* [Prompt]:
Reproduce all of the data, making sure that no line differs from the original.

=== Begin Enclosure ===

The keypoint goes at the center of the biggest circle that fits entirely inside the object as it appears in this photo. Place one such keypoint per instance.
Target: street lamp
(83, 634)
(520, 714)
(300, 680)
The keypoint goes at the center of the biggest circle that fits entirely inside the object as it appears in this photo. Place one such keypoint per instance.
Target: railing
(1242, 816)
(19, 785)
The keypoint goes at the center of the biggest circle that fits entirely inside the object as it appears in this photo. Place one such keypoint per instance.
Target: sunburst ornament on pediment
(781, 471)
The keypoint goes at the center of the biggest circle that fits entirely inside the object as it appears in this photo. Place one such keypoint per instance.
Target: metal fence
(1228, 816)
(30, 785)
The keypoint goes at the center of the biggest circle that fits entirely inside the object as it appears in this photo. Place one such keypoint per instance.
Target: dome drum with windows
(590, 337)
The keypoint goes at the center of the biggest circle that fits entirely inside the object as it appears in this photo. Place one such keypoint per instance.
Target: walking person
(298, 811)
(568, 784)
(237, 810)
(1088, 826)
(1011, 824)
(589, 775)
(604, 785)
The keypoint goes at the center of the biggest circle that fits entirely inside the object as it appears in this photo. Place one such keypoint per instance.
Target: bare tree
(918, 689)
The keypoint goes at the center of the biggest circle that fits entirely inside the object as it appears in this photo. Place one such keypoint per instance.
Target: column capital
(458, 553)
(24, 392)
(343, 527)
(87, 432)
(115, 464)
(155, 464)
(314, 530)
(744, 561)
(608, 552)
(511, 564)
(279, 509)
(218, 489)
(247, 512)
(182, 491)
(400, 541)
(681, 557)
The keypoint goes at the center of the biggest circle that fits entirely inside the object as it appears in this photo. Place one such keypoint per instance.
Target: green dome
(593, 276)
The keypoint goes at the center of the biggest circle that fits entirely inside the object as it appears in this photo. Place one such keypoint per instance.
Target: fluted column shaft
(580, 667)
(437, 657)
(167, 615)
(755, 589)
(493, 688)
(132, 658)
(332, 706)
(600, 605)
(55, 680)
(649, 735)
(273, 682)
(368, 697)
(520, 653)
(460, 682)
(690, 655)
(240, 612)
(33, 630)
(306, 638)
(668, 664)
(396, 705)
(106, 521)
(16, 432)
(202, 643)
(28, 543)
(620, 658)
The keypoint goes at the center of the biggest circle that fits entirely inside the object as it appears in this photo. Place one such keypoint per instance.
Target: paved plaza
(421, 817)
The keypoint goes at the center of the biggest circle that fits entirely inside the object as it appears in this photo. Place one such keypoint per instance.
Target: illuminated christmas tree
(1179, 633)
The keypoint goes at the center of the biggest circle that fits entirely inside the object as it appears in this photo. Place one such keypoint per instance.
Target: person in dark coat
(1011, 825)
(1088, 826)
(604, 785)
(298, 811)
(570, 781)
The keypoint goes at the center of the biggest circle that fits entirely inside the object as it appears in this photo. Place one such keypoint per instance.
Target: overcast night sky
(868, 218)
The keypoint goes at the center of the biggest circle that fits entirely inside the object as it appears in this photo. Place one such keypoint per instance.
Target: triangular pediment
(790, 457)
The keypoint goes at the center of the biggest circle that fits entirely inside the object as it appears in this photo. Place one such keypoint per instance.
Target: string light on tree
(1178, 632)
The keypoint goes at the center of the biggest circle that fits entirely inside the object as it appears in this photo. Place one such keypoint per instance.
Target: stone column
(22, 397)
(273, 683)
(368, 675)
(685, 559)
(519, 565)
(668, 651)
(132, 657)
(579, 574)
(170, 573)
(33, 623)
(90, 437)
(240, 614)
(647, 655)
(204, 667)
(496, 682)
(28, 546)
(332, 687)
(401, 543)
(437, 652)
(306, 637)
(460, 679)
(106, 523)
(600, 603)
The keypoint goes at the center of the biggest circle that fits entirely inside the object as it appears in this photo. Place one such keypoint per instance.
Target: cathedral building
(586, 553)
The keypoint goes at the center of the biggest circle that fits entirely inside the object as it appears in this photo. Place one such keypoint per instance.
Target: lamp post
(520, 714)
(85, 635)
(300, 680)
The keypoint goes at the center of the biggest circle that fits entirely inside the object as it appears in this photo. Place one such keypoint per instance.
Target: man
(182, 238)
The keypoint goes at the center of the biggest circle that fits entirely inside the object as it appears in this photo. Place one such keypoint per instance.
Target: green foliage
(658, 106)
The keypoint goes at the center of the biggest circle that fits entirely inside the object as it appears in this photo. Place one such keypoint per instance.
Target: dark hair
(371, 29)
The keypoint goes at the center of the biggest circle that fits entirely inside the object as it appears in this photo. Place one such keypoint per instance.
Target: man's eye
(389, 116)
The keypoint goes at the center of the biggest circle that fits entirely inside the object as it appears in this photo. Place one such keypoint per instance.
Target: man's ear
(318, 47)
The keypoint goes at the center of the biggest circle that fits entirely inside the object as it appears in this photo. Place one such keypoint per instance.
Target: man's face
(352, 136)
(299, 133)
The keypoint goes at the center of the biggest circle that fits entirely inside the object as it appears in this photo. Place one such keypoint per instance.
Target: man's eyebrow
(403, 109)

=== End Enclosure ===

* [Answer for the task]:
The keypoint goes at the center of the biggest circle that fits entirely inside the object as it appears in this photo. Place one such keypoint per instance.
Target: street lamp
(83, 634)
(520, 714)
(300, 680)
The keypoint goes at the center of the biggest circle that fits entirely inside the object as it appears in this photo. Place one such keypoint per instance.
Target: railing
(1242, 816)
(19, 785)
The keypoint goes at the center of the biggest circle that fits entirely inside the object as it appears in this photo. Place one such keypoint per instance.
Target: sunburst ornament on pediment
(781, 471)
The keypoint goes at the center of the biggest circle that fits entirely inside the object as it appears in this photo. Place one such keypoint per instance.
Target: metal fence
(1228, 816)
(30, 785)
The keypoint goes at the center of the biggest circle that fits entirely inside the object as it appears in this photo. Place one such keypoint per instance.
Target: dome drum with windows
(590, 337)
The keypoint goes at the center of the biggest circle that fits entirely inside the object as it appears in this photo. Place one such keypoint per instance.
Target: walking person
(298, 811)
(568, 784)
(237, 810)
(1088, 826)
(1011, 824)
(589, 775)
(604, 785)
The keypoint goes at the center of the biggest circle that fits entirely inside the object as it appears in this photo. Place one such keypoint per instance.
Target: bare tree
(918, 689)
The keypoint goes at the center of the biggest circle that fits entirely inside the object as it appears in this photo. Place one such keypoint per instance.
Target: column capital
(458, 553)
(24, 392)
(343, 527)
(87, 432)
(115, 464)
(155, 464)
(314, 530)
(744, 561)
(608, 552)
(511, 564)
(279, 509)
(218, 489)
(247, 512)
(182, 491)
(400, 541)
(681, 557)
The keypoint goes at the center of the biggest circle that fits entirely inside the object as it appears in this photo. Place one such keypoint per instance.
Target: green dome
(593, 276)
The keypoint goes at the center of the biggest circle that fits entirely inside the object as it appears in this photo. Place one such keypoint per instance.
Target: fluted column shaft
(580, 667)
(437, 657)
(167, 615)
(755, 589)
(493, 688)
(132, 658)
(332, 706)
(600, 605)
(55, 680)
(649, 735)
(273, 682)
(368, 697)
(520, 653)
(460, 682)
(690, 655)
(240, 612)
(33, 630)
(306, 638)
(668, 664)
(396, 705)
(106, 521)
(16, 432)
(202, 643)
(28, 543)
(620, 658)
The keypoint goes at the center of the biggest circle that fits entirely inside the object as it appears in this photo. Place one such keypoint per instance.
Target: paved plaza
(421, 817)
The keypoint goes at the center of the biggest circle that fits entirely inside the object as it appears in this photo. Place one such keypoint per instance.
Target: illuminated christmas tree
(1179, 633)
The keypoint goes at the center of the biggest circle that fits entirely inside the object as it appears in this photo. Place one such keypoint per instance.
Target: person in dark coat
(1011, 825)
(1088, 826)
(604, 785)
(298, 811)
(570, 781)
The keypoint goes at the center of the biggest circle that fits entirely inside the object as it appears in this photo. Place one such keypoint per instance.
Target: overcast night sky
(868, 218)
The keypoint goes at the center of the biggest circle that fits entirely inside the object as it appears in this photo. Place one such keypoint per instance.
Target: triangular pediment
(790, 457)
The keypoint goes at the center of the biggest circle that fits entirely inside the object as it appears in this photo. Place one such keypoint per instance.
Target: string light on tree
(1178, 632)
The keypoint goes at the center of the biggest circle that fits entirely inside the object as it appears in this photo. Place one such keypoint per instance.
Target: stone column
(22, 397)
(273, 683)
(368, 675)
(685, 559)
(519, 565)
(668, 651)
(132, 657)
(579, 574)
(170, 573)
(33, 623)
(90, 437)
(240, 614)
(647, 655)
(204, 667)
(496, 682)
(28, 546)
(332, 687)
(401, 543)
(437, 652)
(306, 637)
(460, 679)
(106, 523)
(600, 603)
The keypoint goes at the center of the biggest circle that fits entirely inside the object as it appears in this photo. Place one such keypoint per instance.
Target: cathedral building
(586, 553)
The keypoint goes at the center of the biggest circle that fits entirely inside the object as it appears in this photo. Place one such keypoint per instance.
Target: lamp post
(520, 714)
(85, 635)
(300, 680)
The keypoint goes at the center of the biggest circle that fits entirely inside the object as it appears in this photo. Place one such keypoint per instance.
Target: man
(182, 238)
The keypoint goes at the center of the biggest circle that fits entirely inside the object as it appears in this photo. Place one such keypoint per instance.
Target: green foliage
(658, 106)
The keypoint goes at the center of the biggest circle that fits entirely inside the object as it appears in this photo. Place one such keypoint per instance.
Target: dark hair
(371, 29)
The keypoint goes at the center of the biggest circle that fits entirely inside the object as it appears in this photo. Place one such keypoint per instance.
Target: man's eye
(389, 116)
The keypoint goes at the center of the biggest circle that fits entirely inside the object as it appears in this photo. Place one such keypoint per instance.
Target: man's ear
(318, 47)
The keypoint goes at the center of the biggest circle that fits entirely inside the object as it appears in this photo. Place one such keypoint per instance.
Target: man's face
(352, 136)
(299, 133)
The keypoint goes at the center of the biggest circle that fits entirely inside the object as it appears in this photo. Place one such keypoint per instance.
Target: man's eyebrow
(403, 109)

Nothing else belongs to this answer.